=== Requirement ===
Make an exact copy of the lines below.

Supplied records section start

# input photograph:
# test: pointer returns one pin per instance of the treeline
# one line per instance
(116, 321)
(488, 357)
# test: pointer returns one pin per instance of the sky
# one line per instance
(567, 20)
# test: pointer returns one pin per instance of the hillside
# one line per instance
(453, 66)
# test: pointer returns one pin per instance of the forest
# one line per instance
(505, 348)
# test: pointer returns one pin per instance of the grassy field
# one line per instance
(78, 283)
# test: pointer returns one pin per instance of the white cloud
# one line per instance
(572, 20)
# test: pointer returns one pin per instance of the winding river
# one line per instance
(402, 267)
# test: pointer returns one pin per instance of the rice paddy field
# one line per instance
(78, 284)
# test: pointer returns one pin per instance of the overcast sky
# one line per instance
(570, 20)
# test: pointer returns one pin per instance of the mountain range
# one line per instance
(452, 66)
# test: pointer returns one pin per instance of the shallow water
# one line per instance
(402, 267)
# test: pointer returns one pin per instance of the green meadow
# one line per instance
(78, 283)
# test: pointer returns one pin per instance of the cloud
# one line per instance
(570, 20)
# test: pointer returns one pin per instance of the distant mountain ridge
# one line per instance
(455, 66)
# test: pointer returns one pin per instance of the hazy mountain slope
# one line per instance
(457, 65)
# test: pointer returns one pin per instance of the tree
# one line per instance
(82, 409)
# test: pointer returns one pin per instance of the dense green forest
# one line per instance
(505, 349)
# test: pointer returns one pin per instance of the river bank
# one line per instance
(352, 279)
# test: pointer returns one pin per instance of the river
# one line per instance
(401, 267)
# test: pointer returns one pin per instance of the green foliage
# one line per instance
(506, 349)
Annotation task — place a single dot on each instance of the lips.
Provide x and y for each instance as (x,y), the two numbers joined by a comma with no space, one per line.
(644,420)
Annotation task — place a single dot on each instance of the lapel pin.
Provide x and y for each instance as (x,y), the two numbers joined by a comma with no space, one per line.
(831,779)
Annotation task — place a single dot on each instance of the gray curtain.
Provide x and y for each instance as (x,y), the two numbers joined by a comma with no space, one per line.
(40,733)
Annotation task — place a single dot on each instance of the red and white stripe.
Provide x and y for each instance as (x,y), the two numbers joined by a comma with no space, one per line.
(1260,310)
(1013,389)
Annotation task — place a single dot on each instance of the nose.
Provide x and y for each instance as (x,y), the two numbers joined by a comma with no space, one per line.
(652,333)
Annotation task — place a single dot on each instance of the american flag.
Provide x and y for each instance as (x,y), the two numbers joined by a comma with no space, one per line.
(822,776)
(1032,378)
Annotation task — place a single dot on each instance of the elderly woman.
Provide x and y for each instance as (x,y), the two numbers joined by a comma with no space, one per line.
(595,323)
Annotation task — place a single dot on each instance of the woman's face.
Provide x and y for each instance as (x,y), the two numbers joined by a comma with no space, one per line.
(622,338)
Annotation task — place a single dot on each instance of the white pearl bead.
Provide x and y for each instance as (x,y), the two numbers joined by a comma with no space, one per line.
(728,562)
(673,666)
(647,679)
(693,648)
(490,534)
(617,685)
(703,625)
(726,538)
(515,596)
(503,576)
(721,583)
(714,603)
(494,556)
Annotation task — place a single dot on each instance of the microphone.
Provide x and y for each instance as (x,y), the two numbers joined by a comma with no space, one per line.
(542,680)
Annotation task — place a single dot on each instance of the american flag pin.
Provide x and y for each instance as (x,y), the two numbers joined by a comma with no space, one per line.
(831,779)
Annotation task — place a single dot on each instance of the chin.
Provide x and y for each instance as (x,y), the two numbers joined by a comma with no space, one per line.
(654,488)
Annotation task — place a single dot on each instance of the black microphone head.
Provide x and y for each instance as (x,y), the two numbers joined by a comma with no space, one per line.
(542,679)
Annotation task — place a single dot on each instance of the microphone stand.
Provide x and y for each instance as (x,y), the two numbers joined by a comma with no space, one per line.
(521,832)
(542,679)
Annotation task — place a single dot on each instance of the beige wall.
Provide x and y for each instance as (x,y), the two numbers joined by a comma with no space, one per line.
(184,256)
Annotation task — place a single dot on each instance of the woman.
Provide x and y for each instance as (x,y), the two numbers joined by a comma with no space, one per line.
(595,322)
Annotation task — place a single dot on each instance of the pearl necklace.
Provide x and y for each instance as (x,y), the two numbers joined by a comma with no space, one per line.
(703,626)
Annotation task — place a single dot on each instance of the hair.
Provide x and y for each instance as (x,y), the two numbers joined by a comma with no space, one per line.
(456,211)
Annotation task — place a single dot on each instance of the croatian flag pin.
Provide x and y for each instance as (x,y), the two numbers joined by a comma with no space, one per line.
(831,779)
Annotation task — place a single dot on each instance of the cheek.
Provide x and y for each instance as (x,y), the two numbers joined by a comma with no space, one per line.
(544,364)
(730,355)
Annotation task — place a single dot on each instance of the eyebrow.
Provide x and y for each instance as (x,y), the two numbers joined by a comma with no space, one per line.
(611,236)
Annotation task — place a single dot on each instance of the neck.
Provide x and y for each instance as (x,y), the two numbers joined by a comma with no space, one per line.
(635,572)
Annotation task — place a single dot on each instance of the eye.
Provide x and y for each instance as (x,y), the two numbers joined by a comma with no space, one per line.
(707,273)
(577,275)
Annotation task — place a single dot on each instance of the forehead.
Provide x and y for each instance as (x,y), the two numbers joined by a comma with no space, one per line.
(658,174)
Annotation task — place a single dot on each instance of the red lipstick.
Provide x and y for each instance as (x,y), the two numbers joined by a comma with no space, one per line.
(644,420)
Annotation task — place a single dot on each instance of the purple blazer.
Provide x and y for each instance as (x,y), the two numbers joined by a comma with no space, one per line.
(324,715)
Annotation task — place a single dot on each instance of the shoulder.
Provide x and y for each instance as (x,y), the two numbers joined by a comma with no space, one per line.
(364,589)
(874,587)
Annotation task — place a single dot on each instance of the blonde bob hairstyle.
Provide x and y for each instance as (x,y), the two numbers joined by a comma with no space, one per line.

Supplied records section end

=== Answer to the exercise ===
# input photograph:
# test: pointer returns one pin per instance of the treeline
# one line per instance
(116, 321)
(488, 357)
# test: pointer returns one pin per instance of the sky
# one line per instance
(567, 20)
# test: pointer returns one pin per instance of the hillside
# one line per instance
(453, 66)
# test: pointer returns one pin per instance of the forest
# one line per instance
(505, 348)
# test: pointer returns one pin per instance of the grassy field
# one line per instance
(78, 283)
# test: pointer returns one pin per instance of the white cloud
# one line per instance
(572, 20)
# test: pointer returns one pin per instance of the winding river
# one line per instance
(402, 267)
# test: pointer returns one pin per instance of the rice paddy field
# one line per instance
(78, 284)
# test: pointer returns one pin per instance of the overcast sky
# one line per instance
(570, 20)
# test: pointer returns one pin per instance of the mountain range
# one line per instance
(452, 66)
# test: pointer returns one pin per instance of the shallow water
# one line per instance
(402, 267)
# test: pointer returns one pin per instance of the green meadow
# one line per instance
(78, 283)
# test: pointer returns one pin per instance of the cloud
# one line per instance
(570, 20)
# test: pointer returns one pin per instance of the distant mountain ridge
# one line per instance
(455, 66)
# test: pointer returns one pin per instance of the hazy mountain slope
# one line per instance
(457, 65)
# test: pointer returns one pin per instance of the tree
# one line per instance
(82, 409)
# test: pointer returns one pin per instance of the dense green forest
# one line per instance
(505, 349)
# test: pointer returns one pin per instance of the river bank
# one line per instance
(352, 279)
# test: pointer returns one pin per instance of the river
# one line per instance
(401, 267)
# test: pointer returns one pin per instance of the green foliage
# one line per instance
(506, 349)
Annotation task — place a single dot on each instance of the lips.
Provide x and y for each instance as (x,y), the two numbers joined by a comma with no space, one per line.
(644,420)
Annotation task — place a single dot on each instance of the lapel pin.
Provide x and y for each instance as (x,y), the two numbers joined by a comma with no space, one per line.
(831,779)
Annotation task — place a single dot on each instance of the gray curtain.
Provide x and y for each instance as (x,y), the two numbers joined by a comma with no space, one per line.
(40,733)
Annotation task — place a single dot on each instance of the red and white stripe.
Provide x and y for each instance as (x,y), the two numbers joined by a comma with no space, one per line.
(1260,310)
(1013,389)
Annotation task — place a single dot on each instance of the nose.
Provide x and y for each instance as (x,y), the two numbers joined by a comma with no space, one per line.
(652,333)
Annotation task — place a single dot on each instance of the american flag.
Provide x and y for each instance as (x,y), the two numbers joined by a comma with no space, one per line.
(822,776)
(1032,378)
Annotation task — place a single dot on each instance of the elderly woman.
Provide x and y for each instance as (x,y), the two numbers joined by a comma with no space, one per line.
(595,323)
Annotation task — place a single dot on each instance of the woman's face.
Provide x and y for each instance as (x,y), the two numbers joined by a comma with no space, one per line.
(622,338)
Annotation task — place a single dot on each instance of the white pearl bead.
Provide x and y for each instance as (x,y), the two numbers joined by a comma with no space, one per line.
(728,562)
(673,666)
(647,679)
(693,648)
(490,534)
(617,685)
(703,625)
(726,538)
(515,596)
(503,576)
(721,583)
(714,603)
(494,556)
Annotation task — place a single dot on each instance of the microphone.
Provide x and y for each instance as (x,y), the two numbers joined by a comma with no space, one per line.
(542,680)
Annotation task — place a single dot on each instance of the american flag pin.
Provide x and y for each instance as (x,y), the two numbers joined by a comma with no space, one per line.
(831,779)
Annotation task — place a single dot on each instance of the chin.
Provide x and y for each instance as (x,y), the two numbers joined by a comma with no space, one per line.
(654,488)
Annotation task — place a single dot on each instance of the black microphone head.
Provide x and y for each instance as (x,y), the two numbers joined by a comma with no space, one per line.
(542,679)
Annotation task — place a single dot on each instance of the microphone stand.
Provide x and y for each instance as (x,y), the two numbers joined by a comma with no space, one per line.
(521,832)
(542,679)
Annotation task — place a single dot on each instance of the beige wall.
Provide x and y for each instance as (x,y), the two numbers joined by a comma with no space, one per line.
(184,256)
Annotation task — place a single dot on each instance of the woman.
Provide x and y for each instance as (x,y), the two numbers joined by a comma with no space, one per line.
(595,322)
Annotation task — place a single dot on each instance of the pearl necklace.
Provide x and y for each instance as (x,y), the two numbers joined by a comma with no space, one per line.
(703,626)
Annotation task — place a single dot on each instance of the hair.
Provide x and y for each instance as (x,y), the two numbers joined by a comma with no space, one per line.
(456,211)
Annotation task — place a single dot on each instance of the croatian flag pin.
Provide x and y for each instance as (x,y), the two numbers joined by a comma with no space, one per line.
(831,779)
Annotation task — place a single dot on each instance of the cheek.
Provide x and y for each instance as (x,y), the two numbers joined by a comma with no space, one per line.
(544,364)
(730,355)
Annotation task — place a single dot on each instance of the eyebrow.
Provide x and y for each instance as (x,y), the two numbers joined by a comma with no space, one per line.
(611,236)
Annotation task — place a single dot on each instance of the neck.
Provide x and y for each instance as (x,y), the two numbers joined by a comma with no space, one per line.
(635,572)
Annotation task — place a single dot on each instance of the eye.
Provide x and y for each instance as (x,y), the two numbers joined by a comma with no space, one per line.
(707,273)
(577,275)
Annotation task — place a single dot on each instance of the forehead.
Provide x and y for each instance as (x,y), the two numbers joined by a comma with no space, one per line.
(658,174)
Annotation task — place a single dot on each instance of the red lipstick.
Provide x and y for each instance as (x,y), the two numbers joined by a comma with no space, one per line.
(644,420)
Annotation task — place a single dot on each instance of the purple blazer.
Provide x and y for each instance as (x,y), the two numbers joined by a comma with no space, one per line.
(324,715)
Annotation task — place a single dot on each instance of the shoulder.
Provide x and y for each instance as (x,y), the two numbers joined by a comma with no space, one per line.
(364,589)
(874,587)
Annotation task — place a single dot on each instance of the blonde bob hairstyle.
Provide x and y for each instance as (x,y), the two numbers joined by a comma with no space, one per line.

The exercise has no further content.